I don't think it makes sense to have the subclasses provide this visitor.

rdblue · 2025-01-07T22:54:52Z

parquet/src/main/java/org/apache/iceberg/data/parquet/GenericParquetReaders.java

+  private static final OffsetDateTime EPOCH = Instant.ofEpochSecond(0).atOffset(ZoneOffset.UTC);
+  private static final LocalDate EPOCH_DAY = EPOCH.toLocalDate();
+
+  private static class DateReader extends ParquetValueReaders.PrimitiveReader<LocalDate> {


I agree with moving the date/time reader classes here.

rdblue · 2025-01-07T22:57:17Z

parquet/src/main/java/org/apache/iceberg/data/parquet/InternalReader.java

+    @Override
+    public Optional<ParquetValueReader<?>> visit(
+        LogicalTypeAnnotation.TimestampLogicalTypeAnnotation timestampLogicalType) {
+      return Optional.of(new ParquetValueReaders.UnboxedReader<>(desc));


This isn't correct. The unit of the incoming timestamp value still needs to be handled, even if the in-memory representation of the value is the same (a long).

Looks like the Spark implementations for this should work well, just like the int96 cases.

rdblue · 2025-01-07T23:03:26Z

parquet/src/main/java/org/apache/iceberg/data/parquet/InternalReader.java

+    @Override
+    public Optional<ParquetValueReader<?>> visit(
+        LogicalTypeAnnotation.TimeLogicalTypeAnnotation timeLogicalType) {
+      return Optional.of(new ParquetValueReaders.UnboxedReader<>(desc));


This isn't correct. Like timestamp, this needs to handle the unit of the incoming value. In addition, millisecond values must annotate an int32 according to the Parquet logical type docs. When the unit is a millisecond value, this needs to call readInt and multiply by 1000.

It looks like both Spark currently gets the underlying Parquet type for milliseconds wrong (which makes sense because this is never used in Spark). We can go ahead and fix this now and share the reader between Internal and Spark.

→ **Requirements**
1) Answer these questions about the code review excerpt:
(a) Which classes does the first comment by rdblue agree with moving into GenericParquetReaders.java?
(b) In the comment on the timestamp visitor, what still needs to be handled even though the in-memory value is a long?
(c) When the time unit is milliseconds, what does the reader need to do?
2) In the code review excerpt, change "readInt" to "readInt32" and write the passage out again, starting at the words "This isn't correct. Like" and ending after "multiply by 1000.".

→ **Record list**
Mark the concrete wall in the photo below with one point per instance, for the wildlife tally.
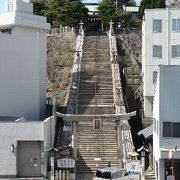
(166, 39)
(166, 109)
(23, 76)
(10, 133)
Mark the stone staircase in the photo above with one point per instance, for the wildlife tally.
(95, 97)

==

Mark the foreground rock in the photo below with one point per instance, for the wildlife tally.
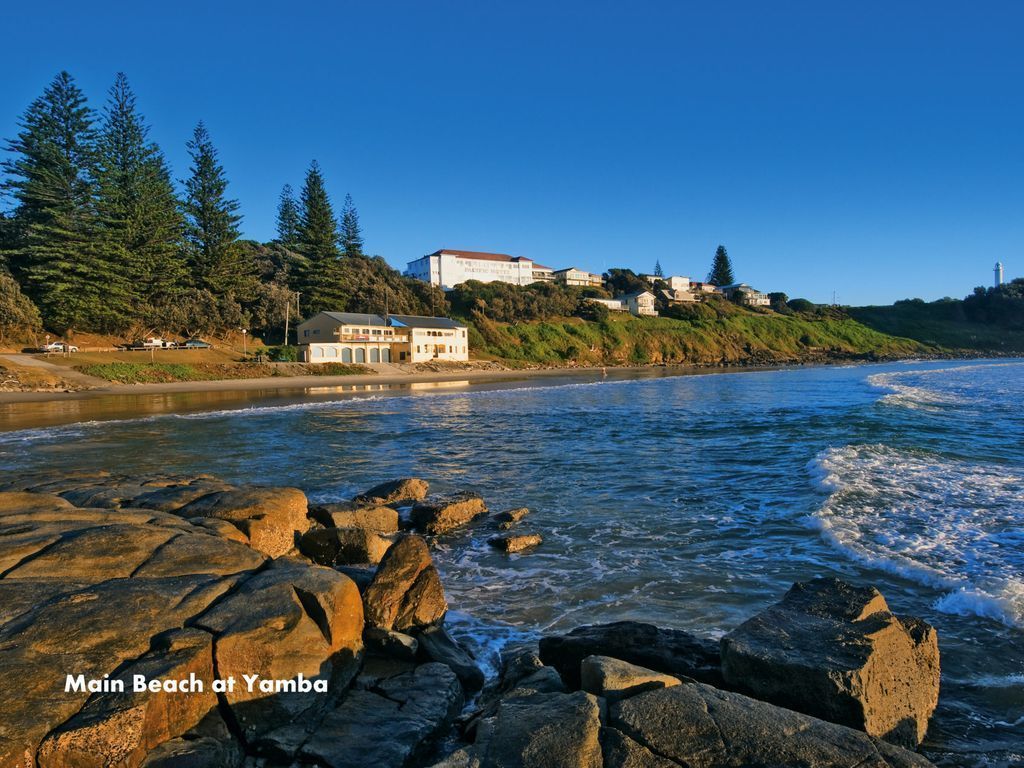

→ **The results**
1)
(a) The date/time reader classes.
(b) The unit of the incoming timestamp value.
(c) Call readInt and multiply by 1000.

2)
This isn't correct. Like timestamp, this needs to handle the unit of the incoming value. In addition, millisecond values must annotate an int32 according to the Parquet logical type docs. When the unit is a millisecond value, this needs to call readInt32 and multiply by 1000.